# [Quoted text]
25 Mar 2015

Paper becomes metal

A house with daffodils in it is a house lit up, whether or no the sun be shining outside.   A.A. Milne

My husband had a couple of days holiday to use up before the end of the holiday year, so we sneaked a couple of days off and hoped to get some time outside in the spring sunshine.  We did manage that and jolly lovely it was too, but for an assortment of reasons – apathy largely – I didn’t get any worthwhile photos to share with you.  I had it in mind to post some cute little spring lambs, but the areas we visited were only just starting to lamb and the ones I did spot weren’t in a place where we could stop for photos.  So they will have to wait until another day.

Tulip bud, all bulbous and soon to burst into colour.
Tulip bud, all bulbous and soon to burst into colour.

As you can see above, the little Tête-á-tête daffodils in my garden are now in full bloom and are an absolute delight – so cheering to see out of the window.  I love any daffodils, but am especially fond of these compact little ones, perfect little miniature specimens.

I also have tulips starting to emerge too.  Whilst I love the blooms, I also enjoy the buds before they open – they’re often spherical and bulbous and amongst the leaves make lovely abstract shapes, especially if you can catch a few raindrops sitting on the leaves.

Because I have a tiny garden, when my bulbs are done, I pull them up and dry them ready to re-plant in autumn and then put my summer bedding in the same pots.  Consequently, my bulbs end up totally mixed up from one year to the next, so I’m never quite sure what any one individual bloom will be like, or any pot arrangement, adding a tiny frisson of excitement as they open.  Maybe I’m just easily excited.

 My work this week:

I’ve posted previously about the wild roses that I’ve made in paper, designing and cutting the components using the Silhouette Studio software and my Portrait cutter.  Whilst assembling one to stick onto a gift, I wondered if I could use the same basic structure with copper clay to make the same sort of flowers in metal.

I know that a lot of metal clay workers use the Silhouettes to actually cut thinly rolled clay for complex features like bezels and that was certainly one of the reasons I wanted the machine for myself.  But to date, I’m still having fun using the software and machine to make my own textures and design elements and I haven’t even tried cutting clay with it directly yet.

One of the original paper wild roses, alongside its metal counterpart.
One of the original paper wild roses, alongside its metal counterpart.

# [Given data]
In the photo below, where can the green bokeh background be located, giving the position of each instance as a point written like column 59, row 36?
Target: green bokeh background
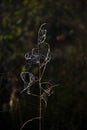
column 67, row 36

# [Instructions]
a. In the blog post on spring bulbs and metal clay roses, what did the writer use to design and cut the components of the paper wild roses?
b. Continue the blog post on spring bulbs and metal clay roses, starting after its last sentence.

# [Answers by task]
a. The Silhouette Studio software and a Portrait cutter.

b.
I wanted the roses to be fairly substantial in size, which would necessitate a decent thickness of sheet clay to work with, almost certainly beyond the cutting capacity of the Silhouette and I also wanted to shape the petals as I worked too – best done with wet clay.

A lot of the charm of actual wild roses is the curl and random shapes of the petals themselves and in this instance, I didn’t feel they should be too uniform in shape.  So instead, I used the cutter to create a template which I could cut around manually, allowing me to form each petal the same basic shape and size, but individually contoured, to give them the same natural variation you’d experience in real flowers.

Wild rose pendant in antiqued copper.
Wild rose pendant in antiqued copper.

The metal clay as a medium also allows a slightly different approach to details too – so the centre of the flower is more anatomically realistic, where the paper version is more of an impression of a real flower.  I did actually make the flower in pretty much the same way as the paper versions, in that I made each petal and allowed them to dry, then refined and assembled them onto a small circular base, adding the centre details last.

The large pendant has a simple loop on the back to hang from the chain, I didn’t want to bail, in this instance, to detract from the details of the flower.

Wild rose pendant made in copper metal clay.
Wild rose pendant made in copper metal clay.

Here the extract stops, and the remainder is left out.